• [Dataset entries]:
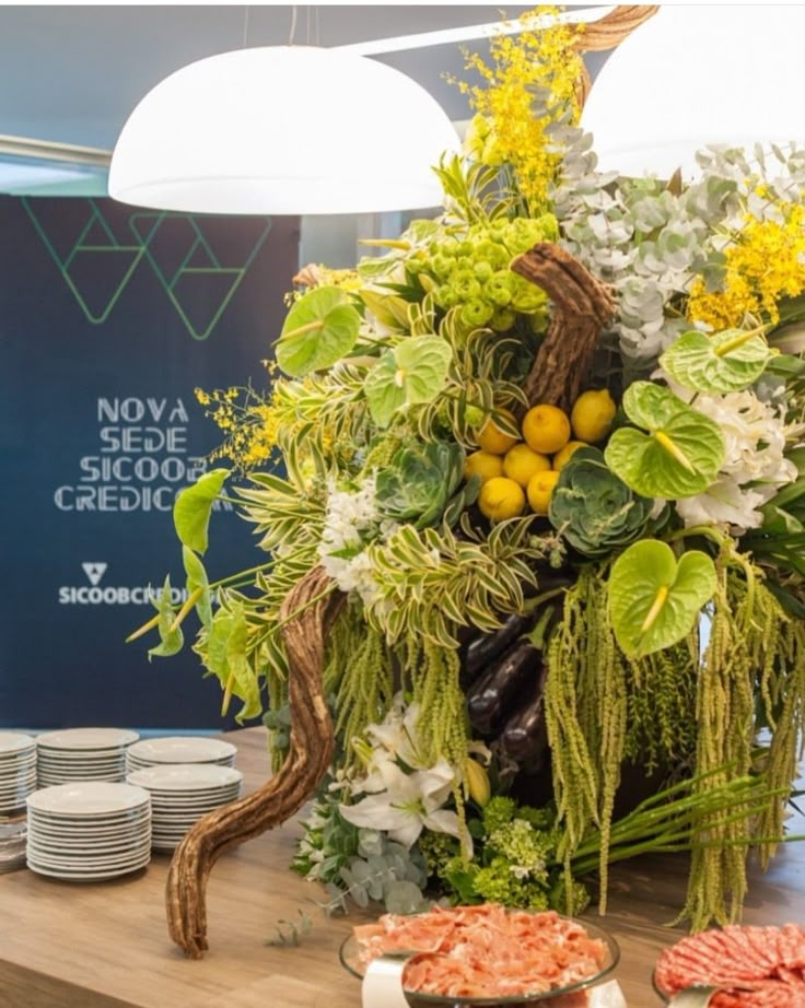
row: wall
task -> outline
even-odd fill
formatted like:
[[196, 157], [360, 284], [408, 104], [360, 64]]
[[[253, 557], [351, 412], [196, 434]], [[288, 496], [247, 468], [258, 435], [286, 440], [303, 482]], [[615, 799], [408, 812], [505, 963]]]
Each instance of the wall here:
[[[187, 646], [124, 640], [184, 585], [173, 497], [220, 443], [194, 389], [265, 387], [299, 220], [3, 197], [0, 227], [0, 727], [218, 727]], [[206, 561], [255, 562], [231, 508]]]

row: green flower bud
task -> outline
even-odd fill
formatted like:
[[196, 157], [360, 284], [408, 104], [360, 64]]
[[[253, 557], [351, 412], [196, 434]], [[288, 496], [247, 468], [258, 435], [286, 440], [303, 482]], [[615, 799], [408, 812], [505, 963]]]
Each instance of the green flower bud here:
[[481, 301], [479, 297], [472, 297], [465, 302], [462, 307], [462, 321], [467, 326], [477, 329], [486, 326], [494, 313], [494, 306], [488, 301]]
[[488, 262], [486, 259], [480, 259], [472, 265], [472, 272], [481, 283], [486, 283], [486, 281], [489, 280], [489, 278], [492, 276], [492, 263]]
[[517, 316], [511, 308], [495, 308], [489, 319], [489, 328], [495, 332], [509, 332], [516, 320]]
[[499, 308], [511, 304], [515, 277], [509, 270], [498, 270], [483, 284], [483, 296]]

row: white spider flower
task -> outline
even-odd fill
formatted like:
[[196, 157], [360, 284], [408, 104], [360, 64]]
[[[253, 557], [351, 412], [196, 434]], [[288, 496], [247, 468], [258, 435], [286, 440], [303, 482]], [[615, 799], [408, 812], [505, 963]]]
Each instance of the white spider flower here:
[[380, 764], [384, 790], [355, 805], [339, 805], [341, 816], [357, 827], [385, 830], [389, 840], [411, 847], [423, 829], [460, 836], [458, 816], [442, 808], [453, 790], [454, 773], [446, 760], [407, 774], [392, 760]]
[[758, 508], [797, 477], [796, 466], [783, 455], [788, 432], [781, 413], [749, 389], [699, 396], [691, 405], [719, 424], [725, 455], [713, 484], [677, 501], [677, 513], [687, 527], [726, 523], [738, 535], [758, 528], [763, 520]]

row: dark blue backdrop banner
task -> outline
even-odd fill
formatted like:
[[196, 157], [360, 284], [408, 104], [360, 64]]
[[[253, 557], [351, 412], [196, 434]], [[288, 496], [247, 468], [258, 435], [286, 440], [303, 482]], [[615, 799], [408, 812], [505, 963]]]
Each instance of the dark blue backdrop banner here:
[[[299, 220], [3, 197], [0, 227], [0, 726], [221, 726], [187, 644], [124, 638], [184, 587], [171, 508], [220, 441], [194, 389], [266, 385]], [[211, 578], [254, 550], [213, 514]]]

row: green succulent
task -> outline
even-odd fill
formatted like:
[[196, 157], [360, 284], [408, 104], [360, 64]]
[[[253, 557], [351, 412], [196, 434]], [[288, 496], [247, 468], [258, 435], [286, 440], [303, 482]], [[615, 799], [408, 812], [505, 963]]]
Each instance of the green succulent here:
[[605, 556], [645, 529], [654, 502], [633, 493], [597, 448], [579, 448], [562, 467], [548, 517], [585, 556]]
[[460, 445], [430, 442], [404, 445], [387, 469], [377, 473], [377, 509], [418, 529], [438, 521], [462, 482], [465, 453]]

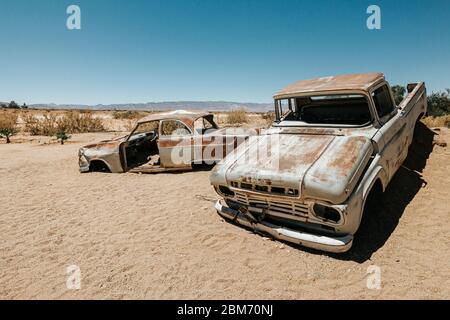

• [Aim of the exercise]: Put every line of the entries above into a numbered list, skipping blank lines. Leave the pictures out of the list.

• [Exercise output]:
1. row: wall
2. task -> outline
3. even-odd fill
4. formatted like:
5. [[196, 157], [360, 284], [408, 104], [360, 64]]
6. [[[253, 557], [351, 412], [196, 434]], [[288, 496], [247, 468], [258, 435], [286, 440], [303, 482]], [[615, 799], [408, 812], [505, 963]]]
7. Each instance of the wall here:
8. [[[187, 646], [124, 640], [184, 585], [173, 497], [220, 443], [194, 389], [265, 387], [299, 220], [3, 197], [0, 227], [0, 727], [218, 727]], [[206, 561], [255, 562], [231, 508]]]
9. row: green flower bud
10. task -> outline
11. even-odd fill
12. formatted like:
13. [[196, 157], [360, 284], [408, 104], [360, 64]]
14. [[[253, 557], [351, 412], [196, 434]], [[288, 496], [247, 468], [258, 435], [286, 440], [303, 482]], [[615, 799], [408, 812], [505, 963]]]
15. Each instance of the green flower bud here:
16. [[481, 301], [479, 297], [472, 297], [465, 302], [462, 307], [462, 321], [467, 326], [477, 329], [486, 326], [494, 313], [494, 306], [488, 301]]
17. [[488, 262], [486, 259], [480, 259], [472, 265], [472, 272], [481, 283], [486, 283], [486, 281], [489, 280], [489, 278], [492, 276], [492, 263]]
18. [[517, 316], [511, 308], [495, 308], [489, 319], [489, 328], [495, 332], [509, 332], [516, 320]]
19. [[499, 308], [511, 304], [515, 277], [509, 270], [498, 270], [483, 284], [483, 296]]
20. row: white spider flower
21. task -> outline
22. even-odd fill
23. formatted like:
24. [[196, 157], [360, 284], [408, 104], [360, 64]]
25. [[[253, 557], [351, 412], [196, 434]], [[288, 496], [247, 468], [258, 435], [286, 440], [303, 482]], [[615, 799], [408, 812], [505, 963]]]
26. Each instance of the white spider flower here:
27. [[380, 764], [384, 790], [355, 805], [339, 805], [341, 816], [357, 827], [385, 830], [389, 840], [411, 847], [423, 829], [460, 836], [458, 816], [442, 808], [453, 790], [454, 773], [446, 760], [407, 774], [392, 760]]
28. [[758, 508], [797, 477], [796, 466], [783, 455], [788, 432], [781, 413], [749, 389], [699, 396], [691, 405], [719, 424], [725, 455], [713, 484], [677, 501], [677, 513], [687, 527], [726, 523], [738, 535], [758, 528], [763, 520]]
29. row: dark blue backdrop banner
30. task -> outline
31. even-odd fill
32. formatted like:
33. [[196, 157], [360, 284], [408, 104], [360, 64]]
34. [[[253, 557], [351, 412], [196, 434]], [[288, 496], [247, 468], [258, 435], [286, 440], [303, 482]], [[615, 799], [408, 812], [505, 963]]]
35. Each instance of the dark blue backdrop banner here:
36. [[[299, 220], [3, 197], [0, 227], [0, 726], [221, 726], [187, 644], [124, 638], [184, 587], [171, 508], [220, 441], [194, 389], [266, 385]], [[211, 578], [254, 550], [213, 514]]]
37. row: green succulent
38. task -> outline
39. even-odd fill
40. formatted like:
41. [[196, 157], [360, 284], [408, 104], [360, 64]]
42. [[[253, 557], [351, 412], [196, 434]], [[288, 496], [247, 468], [258, 435], [286, 440], [303, 482]], [[615, 799], [408, 812], [505, 963]]]
43. Each instance of the green succulent here:
44. [[605, 556], [645, 529], [654, 502], [633, 493], [597, 448], [579, 448], [562, 467], [548, 517], [585, 556]]
45. [[460, 445], [430, 442], [404, 445], [387, 469], [377, 473], [377, 509], [418, 529], [438, 521], [462, 482], [465, 453]]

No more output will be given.